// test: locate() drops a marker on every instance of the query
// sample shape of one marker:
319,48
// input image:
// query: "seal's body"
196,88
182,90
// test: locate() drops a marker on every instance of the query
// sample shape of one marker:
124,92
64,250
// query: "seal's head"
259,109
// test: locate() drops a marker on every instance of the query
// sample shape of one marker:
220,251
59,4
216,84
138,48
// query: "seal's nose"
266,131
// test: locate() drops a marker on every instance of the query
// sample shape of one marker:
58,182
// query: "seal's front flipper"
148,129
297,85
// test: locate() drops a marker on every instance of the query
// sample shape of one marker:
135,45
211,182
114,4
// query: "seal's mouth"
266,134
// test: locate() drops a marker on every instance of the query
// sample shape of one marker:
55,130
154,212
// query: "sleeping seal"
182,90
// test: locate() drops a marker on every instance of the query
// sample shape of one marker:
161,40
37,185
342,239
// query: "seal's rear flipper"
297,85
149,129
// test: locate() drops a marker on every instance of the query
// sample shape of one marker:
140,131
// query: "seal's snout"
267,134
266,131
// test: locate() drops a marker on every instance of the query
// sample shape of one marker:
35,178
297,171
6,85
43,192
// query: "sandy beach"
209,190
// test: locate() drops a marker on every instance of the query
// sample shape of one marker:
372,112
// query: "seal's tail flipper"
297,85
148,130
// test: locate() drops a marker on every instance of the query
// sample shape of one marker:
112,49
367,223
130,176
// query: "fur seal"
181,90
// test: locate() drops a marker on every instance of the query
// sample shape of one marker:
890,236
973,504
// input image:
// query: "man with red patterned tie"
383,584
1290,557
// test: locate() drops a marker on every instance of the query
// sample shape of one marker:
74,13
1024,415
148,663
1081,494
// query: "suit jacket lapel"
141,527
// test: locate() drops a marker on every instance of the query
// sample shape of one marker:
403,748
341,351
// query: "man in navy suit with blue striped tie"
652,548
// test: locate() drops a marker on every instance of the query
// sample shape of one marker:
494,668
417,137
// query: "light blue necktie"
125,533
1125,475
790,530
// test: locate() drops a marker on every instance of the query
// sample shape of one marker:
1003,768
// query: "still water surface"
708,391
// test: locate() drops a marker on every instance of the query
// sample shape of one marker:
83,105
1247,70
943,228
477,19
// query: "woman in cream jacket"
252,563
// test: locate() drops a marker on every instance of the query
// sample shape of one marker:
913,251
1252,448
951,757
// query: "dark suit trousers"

|---|

Copy all the records above precisely.

=== Reply ===
// test: locate() drops a marker on every instance of the query
// sample shape of one marker:
319,48
// input image:
// query: "seal's body"
196,88
182,90
// test: locate() drops a marker on every instance of the query
// sample shape of one marker:
124,92
64,250
// query: "seal's head"
259,109
// test: locate() drops a marker on every instance of the query
// sample shape of one marker:
220,251
59,4
216,84
138,48
// query: "seal's nose"
266,131
// test: locate() drops a marker on every instance of the query
// sample shape of one marker:
58,182
// query: "seal's front flipper"
148,129
297,85
// test: locate() drops a marker on every instance of the query
// sample shape of one marker:
135,45
211,182
114,4
// query: "seal's mouth"
266,134
// test: locate() drops a marker on every instance of the query
// sample shape of one marker:
55,130
154,212
// query: "sleeping seal"
182,90
// test: locate() drops a marker on every instance of the query
// sample shape of one marker:
161,40
37,185
342,239
// query: "seal's rear flipper"
297,85
149,129
// test: locate() drops a marker on every instance of the query
// sample shape of one marker:
140,131
// query: "seal's snout"
267,134
266,131
// test: locate() drops a marker on every instance of the query
// sample shape of one marker:
35,178
297,171
6,85
43,192
// query: "sandy beach"
209,190
// test: locate() drops a marker on every instance of the query
// sample shape of one marker:
372,112
// query: "seal's tail flipper"
297,85
148,130
// test: locate() drops a marker on every instance of the query
// sample shape of one marker:
112,49
367,223
130,176
// query: "fur seal"
181,90
// test: locate() drops a marker on every instance of the query
// sample shape of one marker:
890,236
973,504
// input image:
// query: "man with red patterned tie"
383,584
1290,557
// test: locate() drops a marker on every instance of the query
// sample shape of one marker:
74,13
1024,415
148,663
1081,494
// query: "suit jacket lapel"
141,527
// test: locate() drops a marker on every instance of the query
// sample shape of one marker:
403,748
341,351
// query: "man in navy suit with blue striped tie"
652,548
// test: locate() drops a marker on every instance of the query
// sample shape of one marker:
494,668
417,137
// query: "light blue necktie"
125,533
1125,475
790,530
// test: locate() drops a marker on every instance of the query
// sample shape of one marker:
1003,768
// query: "still water surface"
708,391
// test: locate() drops a marker on every instance of the query
// sample shape of one marker:
83,105
1247,70
943,228
477,19
// query: "woman in cream jacket"
252,563
// test: locate() drops a marker on every instance of the query
// sample shape of one marker:
913,251
1252,448
951,757
// query: "dark suit trousers"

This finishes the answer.